--- Start of Document section ---

Is your audience geeks who don't call their mom? Then maybe it's OK. Is your
audience moms? Then you might want to tweak it some more.

------
jakarta
I'd suggest that the author browse some of the old Buffett letters, you can
get some good tips on how to communicate complicated topics to ordinary
people:

<http://www.berkshirehathaway.com/letters/letters.html>

------
edw519
Nice, but still waaay too technical for my mom and dad...

Dear Dad,

My customers are small business people (retailers, wholesales, doctors,
lawyers, etc.) who own computers that have replaced their file cabinets and
some of their clerical employees. Those computers came with lots of stuff in
them but need more as their business changes or they discover stuff they
forgot. I upgrade their computers with the stuff they need. We call that stuff
"software". They pay me. Well enough for me to buy you dinner Sunday night and
take you to the Steeler's game. What do you say?

--- End of Document section ---
--- Start of Given data ---

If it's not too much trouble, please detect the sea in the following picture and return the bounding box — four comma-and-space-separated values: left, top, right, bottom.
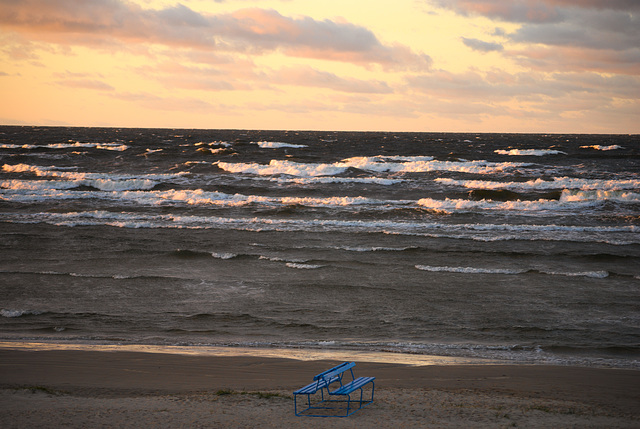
0, 126, 640, 369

--- End of Given data ---

=== Work to complete ===
**a)** In the forum thread about explaining technical work to parents, what have the customers' computers replaced, according to the letter to Dad?
**b)** Carry on the forum thread about explaining technical work to parents, picking up after its final line.

=== Task results ===
**a)** Their file cabinets and some of their clerical employees.

**b)**
Love, Eddie

Dear Mom,

I sit in an office writing all day long. I have a fridge and a microwave and
occasionally go out to lunch with people down the hall. When it gets cold I
wear the sweater you bought me last month. I love what I do. I write stuff,
kinda like Stephen King or Danielle Steele, but business stuff, not fiction.
My customers love what I write for them and they pay me well, so you never
have to worry about me again. I showed Uncle Lenny what I was working on and
he thought it was great. I'll pick you up for lunch and a trip to the mall at
noon on Saturday. See you then.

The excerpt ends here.